▶ _Challenge_:
Copy the lines below verbatim, beginning with the line that includes "The pointer SHOULD provide one marker per instance of the purple" and continuing to the end; leave out everything before it.

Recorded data

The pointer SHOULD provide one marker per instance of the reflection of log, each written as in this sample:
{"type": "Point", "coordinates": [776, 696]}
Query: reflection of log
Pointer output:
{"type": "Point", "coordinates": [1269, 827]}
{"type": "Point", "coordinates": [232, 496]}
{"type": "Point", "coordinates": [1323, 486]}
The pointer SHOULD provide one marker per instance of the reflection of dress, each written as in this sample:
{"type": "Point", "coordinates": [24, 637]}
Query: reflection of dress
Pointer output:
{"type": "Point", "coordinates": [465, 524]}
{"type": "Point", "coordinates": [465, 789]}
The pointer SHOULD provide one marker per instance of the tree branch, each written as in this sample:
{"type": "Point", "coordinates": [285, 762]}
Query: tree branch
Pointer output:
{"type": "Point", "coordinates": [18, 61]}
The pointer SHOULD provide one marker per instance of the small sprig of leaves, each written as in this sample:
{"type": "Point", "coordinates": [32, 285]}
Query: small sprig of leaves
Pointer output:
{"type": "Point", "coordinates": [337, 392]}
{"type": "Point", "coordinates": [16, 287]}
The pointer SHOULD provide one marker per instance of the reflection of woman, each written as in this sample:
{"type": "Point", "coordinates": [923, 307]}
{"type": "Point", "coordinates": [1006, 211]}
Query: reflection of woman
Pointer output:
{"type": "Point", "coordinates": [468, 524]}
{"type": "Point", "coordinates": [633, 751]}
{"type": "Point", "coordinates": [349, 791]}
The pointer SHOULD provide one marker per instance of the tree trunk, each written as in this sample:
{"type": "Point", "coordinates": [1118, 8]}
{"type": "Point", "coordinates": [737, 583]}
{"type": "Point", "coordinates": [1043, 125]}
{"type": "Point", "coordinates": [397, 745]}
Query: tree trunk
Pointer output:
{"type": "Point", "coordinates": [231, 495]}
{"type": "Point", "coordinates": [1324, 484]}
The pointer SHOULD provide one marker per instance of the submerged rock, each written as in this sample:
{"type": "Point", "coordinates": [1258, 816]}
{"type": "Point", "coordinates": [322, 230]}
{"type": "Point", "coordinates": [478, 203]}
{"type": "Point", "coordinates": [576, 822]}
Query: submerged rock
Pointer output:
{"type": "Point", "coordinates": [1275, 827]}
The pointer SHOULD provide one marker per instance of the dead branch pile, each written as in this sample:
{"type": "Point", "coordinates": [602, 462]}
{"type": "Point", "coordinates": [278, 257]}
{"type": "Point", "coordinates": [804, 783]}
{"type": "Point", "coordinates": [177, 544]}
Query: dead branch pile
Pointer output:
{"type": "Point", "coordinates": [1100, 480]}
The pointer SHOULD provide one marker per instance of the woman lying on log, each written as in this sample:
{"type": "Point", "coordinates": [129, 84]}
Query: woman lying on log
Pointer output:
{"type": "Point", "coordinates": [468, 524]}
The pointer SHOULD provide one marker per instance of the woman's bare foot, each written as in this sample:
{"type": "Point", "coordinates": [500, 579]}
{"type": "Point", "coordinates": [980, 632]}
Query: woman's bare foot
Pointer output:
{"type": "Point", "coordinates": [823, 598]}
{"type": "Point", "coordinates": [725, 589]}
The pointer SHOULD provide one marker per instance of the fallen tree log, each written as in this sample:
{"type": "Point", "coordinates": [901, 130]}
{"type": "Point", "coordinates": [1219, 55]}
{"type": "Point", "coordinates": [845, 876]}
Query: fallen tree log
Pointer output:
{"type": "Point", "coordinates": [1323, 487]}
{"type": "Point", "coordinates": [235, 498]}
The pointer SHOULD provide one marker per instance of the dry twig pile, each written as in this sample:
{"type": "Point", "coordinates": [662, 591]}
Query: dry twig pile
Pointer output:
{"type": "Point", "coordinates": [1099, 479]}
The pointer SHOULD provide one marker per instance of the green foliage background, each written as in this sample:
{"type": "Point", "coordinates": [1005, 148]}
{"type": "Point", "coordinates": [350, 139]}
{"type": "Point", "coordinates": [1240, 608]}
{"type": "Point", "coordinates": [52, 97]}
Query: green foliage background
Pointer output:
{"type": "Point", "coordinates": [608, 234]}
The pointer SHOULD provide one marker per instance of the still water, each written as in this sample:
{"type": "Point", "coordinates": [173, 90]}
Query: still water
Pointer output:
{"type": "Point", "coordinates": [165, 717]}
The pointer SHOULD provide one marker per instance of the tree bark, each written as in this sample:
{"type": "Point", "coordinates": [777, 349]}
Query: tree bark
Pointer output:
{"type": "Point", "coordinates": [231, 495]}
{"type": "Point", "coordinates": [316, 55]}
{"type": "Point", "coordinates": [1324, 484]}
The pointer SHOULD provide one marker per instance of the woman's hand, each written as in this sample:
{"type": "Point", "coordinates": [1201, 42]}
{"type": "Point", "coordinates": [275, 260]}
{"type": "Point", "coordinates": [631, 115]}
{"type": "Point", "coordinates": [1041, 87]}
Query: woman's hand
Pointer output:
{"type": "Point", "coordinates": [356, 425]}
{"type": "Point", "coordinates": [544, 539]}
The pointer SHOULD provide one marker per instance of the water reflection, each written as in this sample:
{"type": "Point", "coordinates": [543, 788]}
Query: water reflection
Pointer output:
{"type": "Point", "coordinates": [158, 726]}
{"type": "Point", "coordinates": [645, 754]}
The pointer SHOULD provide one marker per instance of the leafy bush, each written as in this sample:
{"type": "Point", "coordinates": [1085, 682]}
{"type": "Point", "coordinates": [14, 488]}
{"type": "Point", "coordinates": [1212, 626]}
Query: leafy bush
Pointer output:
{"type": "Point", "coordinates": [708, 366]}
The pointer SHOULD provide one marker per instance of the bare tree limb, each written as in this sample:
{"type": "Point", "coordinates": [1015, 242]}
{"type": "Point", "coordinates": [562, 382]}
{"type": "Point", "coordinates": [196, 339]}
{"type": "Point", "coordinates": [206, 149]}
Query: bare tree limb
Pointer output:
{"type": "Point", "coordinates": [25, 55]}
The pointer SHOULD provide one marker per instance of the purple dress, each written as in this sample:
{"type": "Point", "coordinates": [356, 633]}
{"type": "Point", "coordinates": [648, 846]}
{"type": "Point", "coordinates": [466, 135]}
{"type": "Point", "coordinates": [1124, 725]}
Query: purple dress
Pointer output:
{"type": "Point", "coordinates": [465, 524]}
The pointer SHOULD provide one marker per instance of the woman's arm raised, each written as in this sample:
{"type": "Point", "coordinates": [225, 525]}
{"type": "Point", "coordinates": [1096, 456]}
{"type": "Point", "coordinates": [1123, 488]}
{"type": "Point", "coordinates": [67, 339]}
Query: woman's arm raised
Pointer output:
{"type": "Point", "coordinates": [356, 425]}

▶ _Reply_:
The pointer SHOULD provide one marker per instance of the purple dress, each written as in this sample:
{"type": "Point", "coordinates": [356, 633]}
{"type": "Point", "coordinates": [648, 846]}
{"type": "Point", "coordinates": [466, 135]}
{"type": "Point", "coordinates": [1124, 725]}
Query: purple dress
Pointer output:
{"type": "Point", "coordinates": [465, 524]}
The pointer SHOULD provide one marker per instance of the woman's arm raised, each written as in this sample:
{"type": "Point", "coordinates": [225, 525]}
{"type": "Point", "coordinates": [1096, 456]}
{"type": "Point", "coordinates": [1123, 488]}
{"type": "Point", "coordinates": [67, 339]}
Query: woman's arm raised
Pointer output:
{"type": "Point", "coordinates": [356, 425]}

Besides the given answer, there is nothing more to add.